*What you should do*: Convert everything from the line containing "# point at: red car" down to the line containing "(1142, 592)" into a two-column CSV headed item and points. Give one row per item, with its text under item and its answer under points, each value in a single quoted field with line breaks replaced by spaces.

*Dataset rows*:
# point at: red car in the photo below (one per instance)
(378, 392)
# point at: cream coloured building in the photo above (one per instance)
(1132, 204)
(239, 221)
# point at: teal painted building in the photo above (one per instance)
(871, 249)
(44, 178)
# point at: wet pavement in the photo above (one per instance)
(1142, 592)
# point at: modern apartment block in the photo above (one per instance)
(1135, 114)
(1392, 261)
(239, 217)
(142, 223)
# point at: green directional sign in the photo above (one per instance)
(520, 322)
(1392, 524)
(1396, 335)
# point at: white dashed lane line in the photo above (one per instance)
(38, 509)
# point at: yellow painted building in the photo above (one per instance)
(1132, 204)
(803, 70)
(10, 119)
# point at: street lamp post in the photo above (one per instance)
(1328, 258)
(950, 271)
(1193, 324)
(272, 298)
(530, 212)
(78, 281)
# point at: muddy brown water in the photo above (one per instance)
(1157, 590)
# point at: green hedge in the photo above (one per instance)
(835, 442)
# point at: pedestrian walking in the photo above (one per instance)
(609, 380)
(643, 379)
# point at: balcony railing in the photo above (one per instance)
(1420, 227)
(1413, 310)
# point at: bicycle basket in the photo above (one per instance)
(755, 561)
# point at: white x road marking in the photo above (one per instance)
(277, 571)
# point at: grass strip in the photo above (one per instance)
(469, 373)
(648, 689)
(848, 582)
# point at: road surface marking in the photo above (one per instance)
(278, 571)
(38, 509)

==

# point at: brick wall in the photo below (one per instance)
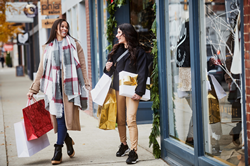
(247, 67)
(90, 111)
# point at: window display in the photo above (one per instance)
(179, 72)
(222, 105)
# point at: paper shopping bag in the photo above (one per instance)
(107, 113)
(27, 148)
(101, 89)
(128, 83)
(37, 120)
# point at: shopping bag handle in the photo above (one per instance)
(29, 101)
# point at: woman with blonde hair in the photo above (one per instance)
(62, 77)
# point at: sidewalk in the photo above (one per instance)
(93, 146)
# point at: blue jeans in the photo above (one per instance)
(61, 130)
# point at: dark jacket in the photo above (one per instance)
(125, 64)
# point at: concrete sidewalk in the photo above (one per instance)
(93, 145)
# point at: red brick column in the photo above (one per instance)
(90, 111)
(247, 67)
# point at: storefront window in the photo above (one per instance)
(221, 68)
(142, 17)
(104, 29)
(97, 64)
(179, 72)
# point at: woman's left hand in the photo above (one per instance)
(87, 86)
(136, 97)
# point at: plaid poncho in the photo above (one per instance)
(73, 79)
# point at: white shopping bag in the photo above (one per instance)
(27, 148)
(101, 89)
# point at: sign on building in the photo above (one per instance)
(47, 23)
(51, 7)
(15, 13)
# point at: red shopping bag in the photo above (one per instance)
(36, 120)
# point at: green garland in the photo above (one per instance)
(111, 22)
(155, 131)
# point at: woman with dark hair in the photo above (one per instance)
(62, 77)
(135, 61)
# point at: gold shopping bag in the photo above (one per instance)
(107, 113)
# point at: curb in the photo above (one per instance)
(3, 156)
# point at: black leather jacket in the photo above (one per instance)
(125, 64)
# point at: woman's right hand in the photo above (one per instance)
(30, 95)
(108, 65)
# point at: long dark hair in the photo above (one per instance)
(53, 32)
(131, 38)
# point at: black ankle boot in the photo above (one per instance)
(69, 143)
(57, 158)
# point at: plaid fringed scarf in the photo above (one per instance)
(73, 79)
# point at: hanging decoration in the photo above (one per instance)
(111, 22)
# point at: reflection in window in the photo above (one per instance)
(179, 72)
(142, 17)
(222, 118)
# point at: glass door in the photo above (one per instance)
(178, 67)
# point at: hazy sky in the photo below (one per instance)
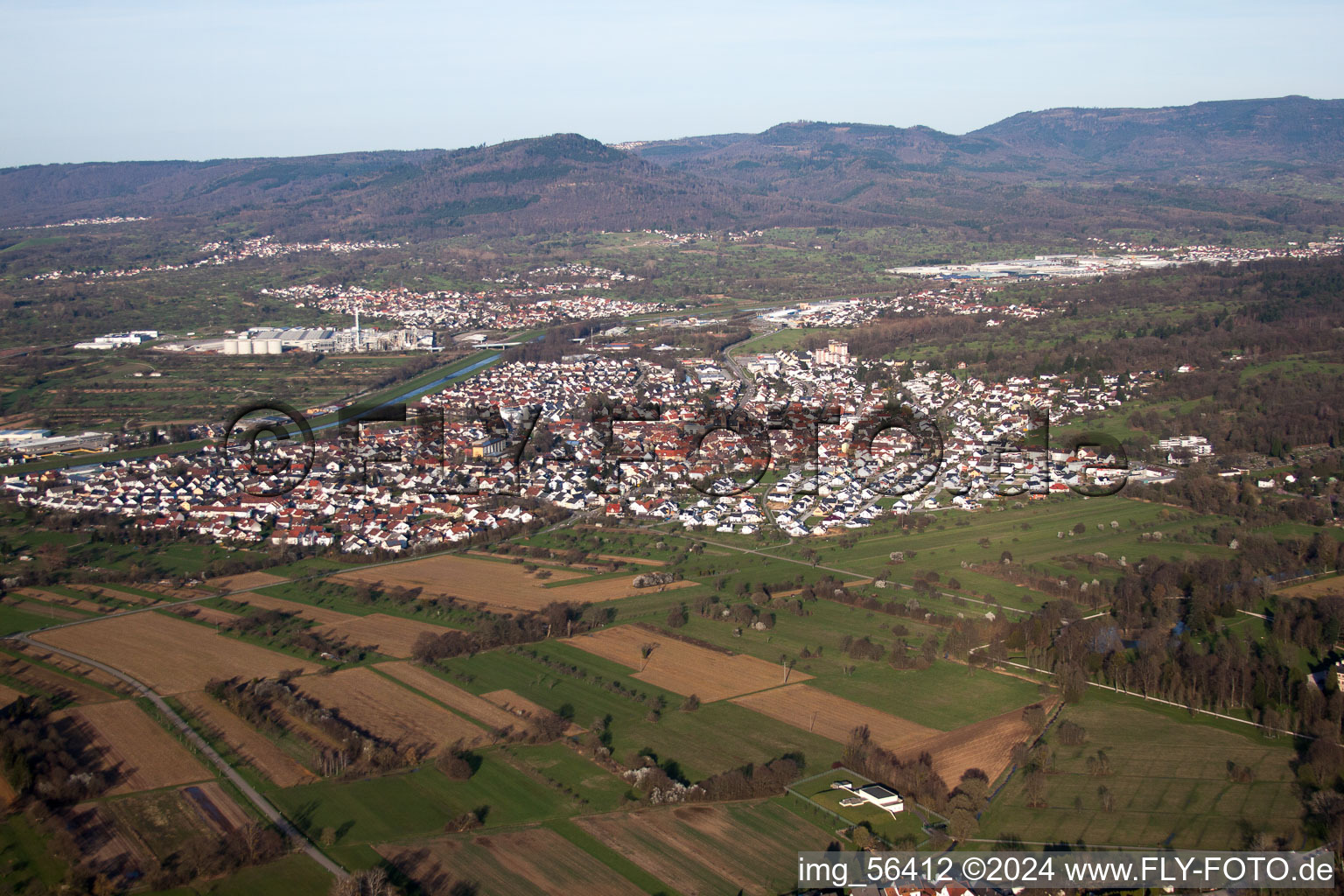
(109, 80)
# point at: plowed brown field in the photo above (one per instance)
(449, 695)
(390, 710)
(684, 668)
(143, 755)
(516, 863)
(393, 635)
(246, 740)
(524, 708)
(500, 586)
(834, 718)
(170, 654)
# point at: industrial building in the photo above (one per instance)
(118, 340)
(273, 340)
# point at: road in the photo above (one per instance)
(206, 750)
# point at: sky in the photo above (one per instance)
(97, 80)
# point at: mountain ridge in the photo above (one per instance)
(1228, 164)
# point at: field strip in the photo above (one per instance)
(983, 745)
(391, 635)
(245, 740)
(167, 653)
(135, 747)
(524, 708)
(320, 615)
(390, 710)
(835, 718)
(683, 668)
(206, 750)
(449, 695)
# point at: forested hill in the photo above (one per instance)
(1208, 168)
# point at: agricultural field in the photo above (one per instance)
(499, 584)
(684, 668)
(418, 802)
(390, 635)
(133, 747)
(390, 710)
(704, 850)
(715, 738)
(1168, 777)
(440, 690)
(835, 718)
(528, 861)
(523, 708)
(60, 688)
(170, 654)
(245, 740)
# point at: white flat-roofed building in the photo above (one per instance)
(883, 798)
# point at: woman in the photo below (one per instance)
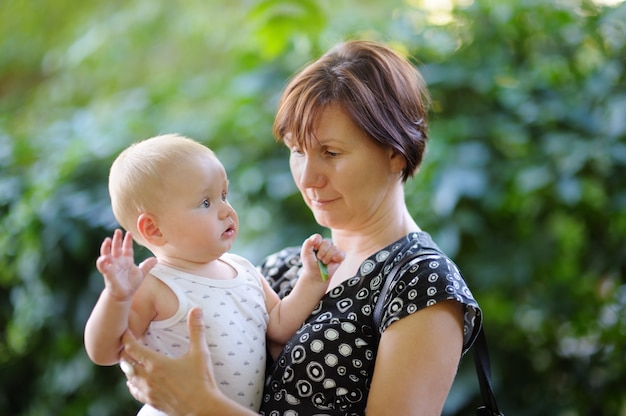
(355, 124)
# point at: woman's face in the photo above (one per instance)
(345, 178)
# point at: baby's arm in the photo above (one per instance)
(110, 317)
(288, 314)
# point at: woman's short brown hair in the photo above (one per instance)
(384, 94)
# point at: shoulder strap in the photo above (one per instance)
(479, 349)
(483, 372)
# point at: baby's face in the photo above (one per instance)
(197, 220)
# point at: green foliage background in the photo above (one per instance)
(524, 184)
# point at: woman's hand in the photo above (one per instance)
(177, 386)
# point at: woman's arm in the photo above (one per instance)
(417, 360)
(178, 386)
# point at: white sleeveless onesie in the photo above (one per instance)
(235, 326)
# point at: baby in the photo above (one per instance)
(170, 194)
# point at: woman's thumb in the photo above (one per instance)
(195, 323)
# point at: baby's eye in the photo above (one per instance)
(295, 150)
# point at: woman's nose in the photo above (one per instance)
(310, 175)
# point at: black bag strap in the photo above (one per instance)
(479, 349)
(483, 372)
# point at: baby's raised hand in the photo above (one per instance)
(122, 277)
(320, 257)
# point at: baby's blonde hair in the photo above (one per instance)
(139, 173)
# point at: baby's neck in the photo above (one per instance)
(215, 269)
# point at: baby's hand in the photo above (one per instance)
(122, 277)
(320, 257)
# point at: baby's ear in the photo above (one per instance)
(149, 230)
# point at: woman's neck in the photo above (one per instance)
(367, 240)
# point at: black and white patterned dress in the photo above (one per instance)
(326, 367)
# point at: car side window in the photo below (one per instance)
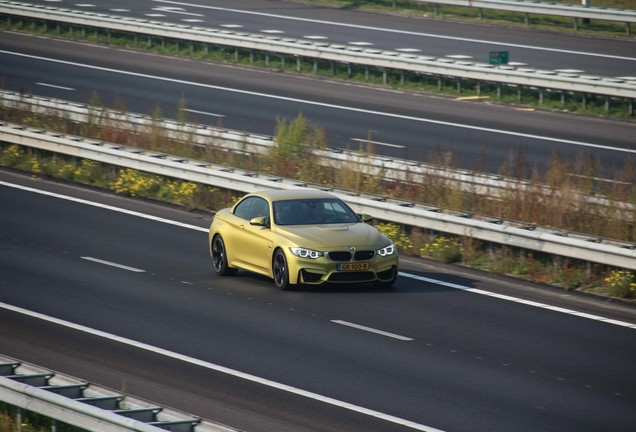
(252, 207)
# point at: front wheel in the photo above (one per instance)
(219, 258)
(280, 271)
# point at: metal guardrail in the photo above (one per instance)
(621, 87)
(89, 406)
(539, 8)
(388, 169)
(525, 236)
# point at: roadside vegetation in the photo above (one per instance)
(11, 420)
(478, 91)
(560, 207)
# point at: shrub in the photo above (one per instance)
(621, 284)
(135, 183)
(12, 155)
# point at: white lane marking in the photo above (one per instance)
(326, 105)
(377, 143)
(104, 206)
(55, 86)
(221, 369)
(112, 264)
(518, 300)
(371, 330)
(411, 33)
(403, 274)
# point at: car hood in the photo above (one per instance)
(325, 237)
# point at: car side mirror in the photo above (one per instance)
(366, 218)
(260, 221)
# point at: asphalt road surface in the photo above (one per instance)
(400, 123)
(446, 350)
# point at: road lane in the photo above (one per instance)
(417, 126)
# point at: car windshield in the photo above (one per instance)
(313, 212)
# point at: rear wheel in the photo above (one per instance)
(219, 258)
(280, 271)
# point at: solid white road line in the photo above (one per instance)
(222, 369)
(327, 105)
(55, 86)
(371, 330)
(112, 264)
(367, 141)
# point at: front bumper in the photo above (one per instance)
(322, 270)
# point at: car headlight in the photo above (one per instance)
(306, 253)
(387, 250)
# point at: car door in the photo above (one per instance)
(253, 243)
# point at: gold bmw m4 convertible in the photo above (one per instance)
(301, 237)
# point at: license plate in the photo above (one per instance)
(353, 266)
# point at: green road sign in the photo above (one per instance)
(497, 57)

...

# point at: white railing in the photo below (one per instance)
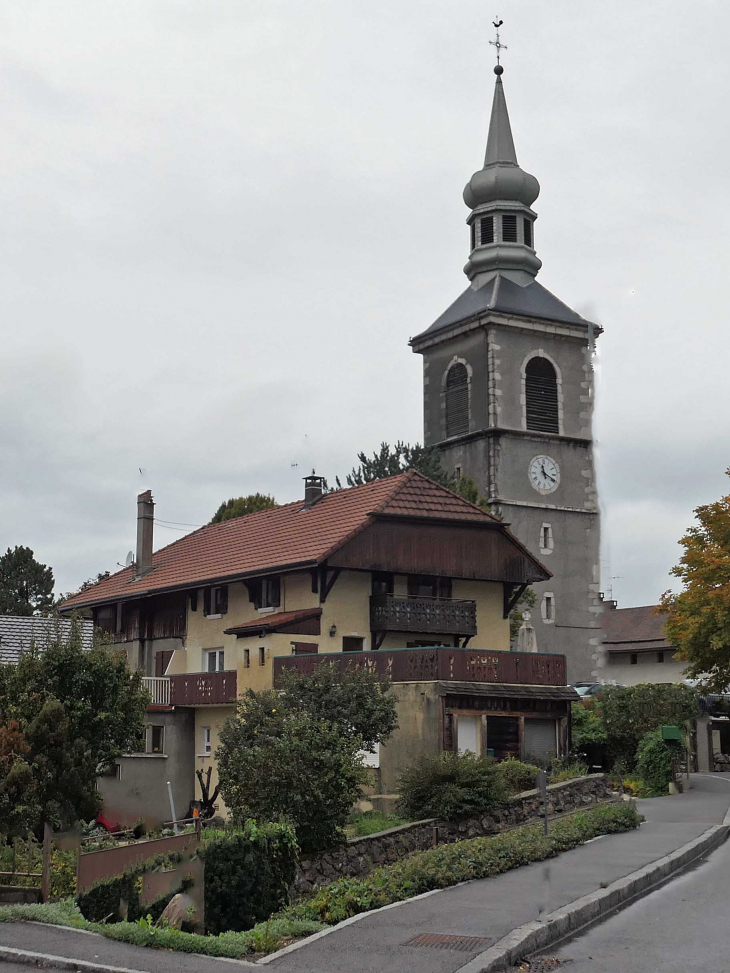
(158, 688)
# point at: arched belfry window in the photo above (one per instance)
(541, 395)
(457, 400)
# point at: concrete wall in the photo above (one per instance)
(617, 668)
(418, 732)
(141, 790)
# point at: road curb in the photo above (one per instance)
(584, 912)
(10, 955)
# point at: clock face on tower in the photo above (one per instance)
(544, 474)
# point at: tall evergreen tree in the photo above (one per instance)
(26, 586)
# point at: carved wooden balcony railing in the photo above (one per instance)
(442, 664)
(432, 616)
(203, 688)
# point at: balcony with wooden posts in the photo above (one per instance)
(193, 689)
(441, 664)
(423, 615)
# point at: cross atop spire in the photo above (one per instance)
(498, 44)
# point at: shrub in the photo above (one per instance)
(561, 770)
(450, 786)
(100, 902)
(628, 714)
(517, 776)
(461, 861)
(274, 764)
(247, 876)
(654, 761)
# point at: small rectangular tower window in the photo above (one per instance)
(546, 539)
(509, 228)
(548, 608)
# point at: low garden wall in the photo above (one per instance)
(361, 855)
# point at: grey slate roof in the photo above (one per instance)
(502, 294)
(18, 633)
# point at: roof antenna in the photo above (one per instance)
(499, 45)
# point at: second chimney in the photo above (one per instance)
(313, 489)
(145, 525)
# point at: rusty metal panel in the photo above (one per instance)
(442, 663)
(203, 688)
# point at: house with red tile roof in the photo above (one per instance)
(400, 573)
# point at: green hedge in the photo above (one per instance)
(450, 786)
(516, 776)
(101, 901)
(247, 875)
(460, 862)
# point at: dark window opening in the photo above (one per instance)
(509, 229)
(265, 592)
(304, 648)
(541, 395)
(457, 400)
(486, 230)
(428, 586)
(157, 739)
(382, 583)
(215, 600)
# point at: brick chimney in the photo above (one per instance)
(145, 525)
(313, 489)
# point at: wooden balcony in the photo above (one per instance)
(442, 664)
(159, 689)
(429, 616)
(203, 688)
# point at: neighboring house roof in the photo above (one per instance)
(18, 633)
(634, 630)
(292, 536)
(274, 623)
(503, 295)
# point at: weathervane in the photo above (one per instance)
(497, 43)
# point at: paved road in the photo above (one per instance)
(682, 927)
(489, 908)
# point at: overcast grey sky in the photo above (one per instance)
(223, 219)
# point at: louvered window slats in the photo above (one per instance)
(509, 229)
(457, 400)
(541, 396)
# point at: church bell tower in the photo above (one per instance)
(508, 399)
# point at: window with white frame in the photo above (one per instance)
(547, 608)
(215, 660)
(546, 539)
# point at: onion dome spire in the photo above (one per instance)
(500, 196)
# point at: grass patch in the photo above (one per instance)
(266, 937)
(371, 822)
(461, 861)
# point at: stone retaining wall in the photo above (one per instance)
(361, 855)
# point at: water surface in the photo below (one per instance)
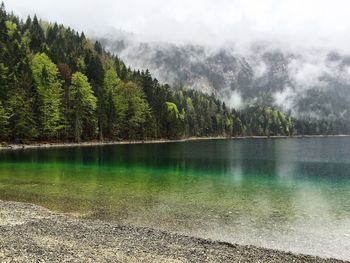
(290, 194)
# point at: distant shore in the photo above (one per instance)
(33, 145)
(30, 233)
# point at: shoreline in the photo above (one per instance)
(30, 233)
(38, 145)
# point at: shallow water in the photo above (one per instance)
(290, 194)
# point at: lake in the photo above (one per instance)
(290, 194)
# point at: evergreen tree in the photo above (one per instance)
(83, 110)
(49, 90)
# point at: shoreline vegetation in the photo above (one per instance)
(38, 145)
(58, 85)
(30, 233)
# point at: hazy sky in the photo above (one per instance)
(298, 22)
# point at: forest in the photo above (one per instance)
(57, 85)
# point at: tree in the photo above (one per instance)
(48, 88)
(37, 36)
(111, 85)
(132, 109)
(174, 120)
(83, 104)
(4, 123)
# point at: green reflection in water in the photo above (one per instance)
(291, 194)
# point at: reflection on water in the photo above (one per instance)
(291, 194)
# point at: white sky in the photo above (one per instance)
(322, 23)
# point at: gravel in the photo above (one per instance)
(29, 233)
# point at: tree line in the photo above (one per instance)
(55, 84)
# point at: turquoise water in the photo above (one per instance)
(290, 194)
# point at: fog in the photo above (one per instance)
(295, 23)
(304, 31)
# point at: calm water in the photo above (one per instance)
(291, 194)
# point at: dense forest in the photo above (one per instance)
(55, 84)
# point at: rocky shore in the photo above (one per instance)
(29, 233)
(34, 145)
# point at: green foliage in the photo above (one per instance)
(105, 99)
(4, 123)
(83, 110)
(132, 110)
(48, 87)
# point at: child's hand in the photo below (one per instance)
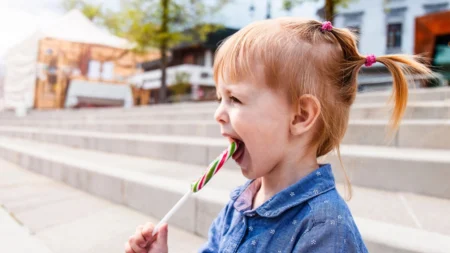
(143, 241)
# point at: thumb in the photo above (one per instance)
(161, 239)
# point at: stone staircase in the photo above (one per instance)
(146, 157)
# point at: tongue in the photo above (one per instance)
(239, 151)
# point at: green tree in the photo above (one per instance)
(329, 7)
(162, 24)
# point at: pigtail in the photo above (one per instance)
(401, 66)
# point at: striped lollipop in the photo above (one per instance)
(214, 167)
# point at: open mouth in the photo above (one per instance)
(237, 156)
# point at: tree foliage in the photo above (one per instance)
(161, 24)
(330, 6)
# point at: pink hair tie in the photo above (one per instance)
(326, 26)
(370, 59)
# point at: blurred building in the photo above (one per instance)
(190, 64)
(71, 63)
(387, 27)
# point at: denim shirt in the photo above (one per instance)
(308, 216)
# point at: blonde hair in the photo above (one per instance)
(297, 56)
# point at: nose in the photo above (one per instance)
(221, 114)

*Reply*:
item,points
"# point at: red car in the photo below (one per instance)","(378, 392)"
"# point at: cream coloured building in the photo above (one per instance)","(1132, 204) (239, 221)"
"# point at: teal painted building in the photo above (one per instance)","(871, 249) (44, 178)"
"# point at: wet pavement in the photo above (one per instance)","(1142, 592)"